• _Records_:
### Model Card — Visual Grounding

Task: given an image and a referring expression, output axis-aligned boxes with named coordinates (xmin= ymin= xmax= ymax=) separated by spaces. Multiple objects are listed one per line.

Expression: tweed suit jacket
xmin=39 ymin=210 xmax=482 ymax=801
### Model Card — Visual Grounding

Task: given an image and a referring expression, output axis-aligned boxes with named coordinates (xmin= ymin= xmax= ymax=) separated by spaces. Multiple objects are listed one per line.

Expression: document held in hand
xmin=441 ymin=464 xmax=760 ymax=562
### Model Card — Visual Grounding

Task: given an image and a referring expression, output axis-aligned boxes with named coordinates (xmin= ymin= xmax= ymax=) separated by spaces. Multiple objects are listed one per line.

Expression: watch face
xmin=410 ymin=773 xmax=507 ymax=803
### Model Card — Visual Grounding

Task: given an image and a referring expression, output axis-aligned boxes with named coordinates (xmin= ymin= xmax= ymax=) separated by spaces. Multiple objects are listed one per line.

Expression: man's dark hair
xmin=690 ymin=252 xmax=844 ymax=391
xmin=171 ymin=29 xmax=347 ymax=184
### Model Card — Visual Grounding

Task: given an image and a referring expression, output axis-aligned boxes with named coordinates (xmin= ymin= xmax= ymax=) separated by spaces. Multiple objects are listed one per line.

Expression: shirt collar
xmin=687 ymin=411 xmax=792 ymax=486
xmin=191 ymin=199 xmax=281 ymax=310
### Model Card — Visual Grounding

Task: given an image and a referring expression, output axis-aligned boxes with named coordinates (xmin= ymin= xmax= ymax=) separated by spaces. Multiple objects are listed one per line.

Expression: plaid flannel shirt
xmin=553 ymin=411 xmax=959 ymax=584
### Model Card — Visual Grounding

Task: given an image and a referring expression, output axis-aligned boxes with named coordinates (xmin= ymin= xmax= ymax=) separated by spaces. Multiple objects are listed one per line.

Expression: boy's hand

• _What the task requires_:
Put every line of the material above into a Markdown table with two columns, Row for the row number and Line for the line itself, and leave out the blank lines.

• _Expected answer_:
| Row | Line |
|---|---|
| 1 | ### Model Card — Visual Grounding |
| 2 | Task: given an image and a referring expression, output axis-aligned boxes with named coordinates (xmin= ymin= xmax= ymax=) separated by spaces. Multiple objects are listed one per line. |
| 3 | Expression: tweed suit jacket |
| 4 | xmin=39 ymin=210 xmax=482 ymax=801 |
| 5 | ### Model Card — Visual Grounding |
| 6 | Task: given an image and a referring expression, output axis-aligned boxes with named coordinates (xmin= ymin= xmax= ymax=) separated by spaces. Multiple objects are listed one per line. |
| 7 | Expression: document held in hand |
| 8 | xmin=441 ymin=464 xmax=760 ymax=562 |
| 9 | ### Model Card — Visual Grounding |
| 10 | Task: given an image and a referring expression, output axis-aligned boxes with named coordinates (xmin= ymin= xmax= ymax=) separated by spaces. Multiple objects are listed one per line. |
| 11 | Expression: watch face |
| 12 | xmin=410 ymin=773 xmax=507 ymax=803 |
| 13 | ### Model Card — Visual Grounding |
| 14 | Task: given an image and a referring expression, output axis-aligned boxes with named coordinates (xmin= ymin= xmax= ymax=) separated by spaces. Multiple objects are listed one per line. |
| 15 | Expression: man's dark hair |
| 16 | xmin=690 ymin=252 xmax=844 ymax=391 |
| 17 | xmin=171 ymin=29 xmax=347 ymax=184 |
| 18 | ### Model Card — Visual Grounding |
| 19 | Task: given an image and a referring expression, output axis-aligned boxes with named coordinates (xmin= ymin= xmax= ymax=) separated by spaces. Multiple objects are listed one per line. |
| 20 | Expression: shirt collar |
| 21 | xmin=687 ymin=411 xmax=792 ymax=486 |
| 22 | xmin=191 ymin=199 xmax=281 ymax=310 |
| 23 | ### Model Card — Visual Grounding |
| 24 | Task: given an image and a referring expression, output axis-aligned boxes with named coordinates (xmin= ymin= xmax= ymax=) separated by spaces. Multiple objects are listed one per line. |
| 25 | Expression: plaid flannel shirt |
| 26 | xmin=553 ymin=411 xmax=959 ymax=584 |
| 27 | ### Model Card — Visual Grounding |
| 28 | Task: given an image and a referring expression, output axis-aligned boxes with named coordinates (xmin= ymin= xmax= ymax=) separated by spaces. Multiple objects are listed one per line. |
| 29 | Expression: boy's hand |